### EXERCISE REQUIREMENTS
Copy out the guide below on writing up experimental work, word for word and in full.

### PASSAGE TO READ
* * * * *

#8

9 Tips
for Quality
Experimental
Write-Ups

#guide
27 August 2018

As we approach the dawn of a new academic year, my thoughts take me back to when I was a fresh-faced research student, arriving at my first research laboratory. It’s an exciting time and the learning curve is very steep.

One thing I stress to new research students is to think immediately about their data management. Yes, I know – what a dry subject – but it’s really important to understand from the off: (a) what data you need to collect; (b) how you should collect, store and interpret the data; (c) how to write-up your data properly for your project report, term paper or – hopefully – a journal article.

The answers to all three of these questions should come from your PI, but I often hear of students given little direction and advice. In this post, I share with you tips on how to write quality experimental reports on organic chemistry research (though some will apply to the other concentrations).

1. Keep on top of your experimental daily

You’ll hear this from me and probably many other researchers: write up your experimental as you go along. I can almost guarantee you won’t, or you will start to, but then quickly give up. Whilst typing up your experiment procedures and data isn’t exactly the definition of “fun”, doing it daily is good project management. If you don’t do it regularly, you’ll get to the end of your project and will need to write up tens/hundreds of experiments – that is the definition of “pain”.

* * * * *

### MATERIAL
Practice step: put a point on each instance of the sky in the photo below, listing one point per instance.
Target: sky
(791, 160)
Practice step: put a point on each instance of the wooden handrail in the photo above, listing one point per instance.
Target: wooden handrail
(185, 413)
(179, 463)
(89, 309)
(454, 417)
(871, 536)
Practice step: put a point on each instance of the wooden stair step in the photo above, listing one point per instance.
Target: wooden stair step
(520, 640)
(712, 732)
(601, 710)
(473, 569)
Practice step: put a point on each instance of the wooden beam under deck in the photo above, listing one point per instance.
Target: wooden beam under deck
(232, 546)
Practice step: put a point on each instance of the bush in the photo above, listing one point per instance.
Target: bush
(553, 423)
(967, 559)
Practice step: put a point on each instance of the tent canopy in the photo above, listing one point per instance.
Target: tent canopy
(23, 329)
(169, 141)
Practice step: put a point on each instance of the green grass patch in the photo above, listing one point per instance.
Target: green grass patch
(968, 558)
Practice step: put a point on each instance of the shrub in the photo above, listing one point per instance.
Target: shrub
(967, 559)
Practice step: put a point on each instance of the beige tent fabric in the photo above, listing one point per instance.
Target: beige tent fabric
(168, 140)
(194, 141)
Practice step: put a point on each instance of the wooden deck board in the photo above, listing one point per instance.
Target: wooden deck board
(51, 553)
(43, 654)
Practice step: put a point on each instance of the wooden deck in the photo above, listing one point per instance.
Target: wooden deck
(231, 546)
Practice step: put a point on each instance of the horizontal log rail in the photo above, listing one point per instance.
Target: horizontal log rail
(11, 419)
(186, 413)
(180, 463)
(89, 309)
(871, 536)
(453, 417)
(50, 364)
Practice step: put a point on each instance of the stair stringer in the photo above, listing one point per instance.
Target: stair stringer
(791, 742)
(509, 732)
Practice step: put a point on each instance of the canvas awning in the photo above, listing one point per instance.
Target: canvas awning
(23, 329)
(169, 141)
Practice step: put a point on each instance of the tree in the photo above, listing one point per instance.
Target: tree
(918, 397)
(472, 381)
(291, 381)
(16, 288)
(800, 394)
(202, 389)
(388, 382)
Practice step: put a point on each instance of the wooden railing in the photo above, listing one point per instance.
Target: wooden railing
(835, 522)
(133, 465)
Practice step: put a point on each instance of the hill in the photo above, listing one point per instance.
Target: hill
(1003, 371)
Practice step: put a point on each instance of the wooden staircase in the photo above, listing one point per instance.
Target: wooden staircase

* * * * *

### CORRECT RESPONSE
#8

9 Tips
for Quality
Experimental
Write-Ups

#guide
27 August 2018

As we approach the dawn of a new academic year, my thoughts take me back to when I was a fresh-faced research student, arriving at my first research laboratory. It’s an exciting time and the learning curve is very steep.

One thing I stress to new research students is to think immediately about their data management. Yes, I know – what a dry subject – but it’s really important to understand from the off: (a) what data you need to collect; (b) how you should collect, store and interpret the data; (c) how to write-up your data properly for your project report, term paper or – hopefully – a journal article.

The answers to all three of these questions should come from your PI, but I often hear of students given little direction and advice. In this post, I share with you tips on how to write quality experimental reports on organic chemistry research (though some will apply to the other concentrations).

1. Keep on top of your experimental daily

You’ll hear this from me and probably many other researchers: write up your experimental as you go along. I can almost guarantee you won’t, or you will start to, but then quickly give up. Whilst typing up your experiment procedures and data isn’t exactly the definition of “fun”, doing it daily is good project management. If you don’t do it regularly, you’ll get to the end of your project and will need to write up tens/hundreds of experiments – that is the definition of “pain”.